Work instructions:
Exactly and in full, give the records again.

Segmentation mask data:

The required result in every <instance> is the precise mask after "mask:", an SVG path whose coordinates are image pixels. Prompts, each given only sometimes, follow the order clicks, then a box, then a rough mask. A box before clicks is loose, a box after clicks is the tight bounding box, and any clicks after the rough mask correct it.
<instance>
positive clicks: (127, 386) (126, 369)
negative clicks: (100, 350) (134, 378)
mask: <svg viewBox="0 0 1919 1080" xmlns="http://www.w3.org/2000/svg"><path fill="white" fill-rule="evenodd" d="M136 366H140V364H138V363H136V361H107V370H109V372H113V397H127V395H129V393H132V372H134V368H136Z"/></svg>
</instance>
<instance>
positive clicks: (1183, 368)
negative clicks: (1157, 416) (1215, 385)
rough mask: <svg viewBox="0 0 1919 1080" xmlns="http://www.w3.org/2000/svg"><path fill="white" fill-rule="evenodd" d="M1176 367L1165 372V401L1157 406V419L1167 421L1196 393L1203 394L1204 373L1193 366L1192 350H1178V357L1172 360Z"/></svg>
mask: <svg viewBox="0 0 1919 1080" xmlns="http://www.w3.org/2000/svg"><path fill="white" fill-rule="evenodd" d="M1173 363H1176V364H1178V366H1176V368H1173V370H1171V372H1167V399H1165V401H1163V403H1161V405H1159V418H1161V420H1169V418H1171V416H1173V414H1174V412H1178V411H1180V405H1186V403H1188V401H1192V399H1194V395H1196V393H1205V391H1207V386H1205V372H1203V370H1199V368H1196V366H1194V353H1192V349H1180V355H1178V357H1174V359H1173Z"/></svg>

Solution to this task:
The required result in every <instance> is the precise mask after "mask:", an SVG path whose coordinates are image pixels. Prompts, each given only sometimes, follow the order clicks, then a box, then a rough mask. A box before clicks is loose, a box after clicks is the tight bounding box, and any clicks after the rough mask correct it.
<instance>
positive clicks: (127, 386) (126, 369)
negative clicks: (100, 350) (134, 378)
mask: <svg viewBox="0 0 1919 1080" xmlns="http://www.w3.org/2000/svg"><path fill="white" fill-rule="evenodd" d="M136 366H140V364H138V363H136V361H107V370H109V372H113V397H127V395H129V393H132V372H134V368H136Z"/></svg>
</instance>
<instance>
positive clicks: (1183, 368)
negative clicks: (1157, 416) (1215, 385)
rough mask: <svg viewBox="0 0 1919 1080" xmlns="http://www.w3.org/2000/svg"><path fill="white" fill-rule="evenodd" d="M1176 367L1165 372V401L1157 406V419L1167 421L1196 393L1203 394L1204 373L1193 366L1192 350H1178V357L1172 360Z"/></svg>
mask: <svg viewBox="0 0 1919 1080" xmlns="http://www.w3.org/2000/svg"><path fill="white" fill-rule="evenodd" d="M1173 363H1176V364H1178V366H1176V368H1173V370H1171V372H1167V399H1165V401H1163V403H1161V405H1159V418H1161V420H1169V418H1171V416H1173V414H1174V412H1178V411H1180V405H1186V403H1188V401H1192V399H1194V395H1196V393H1205V391H1207V386H1205V372H1203V370H1199V368H1196V366H1194V353H1192V349H1180V355H1178V357H1174V359H1173Z"/></svg>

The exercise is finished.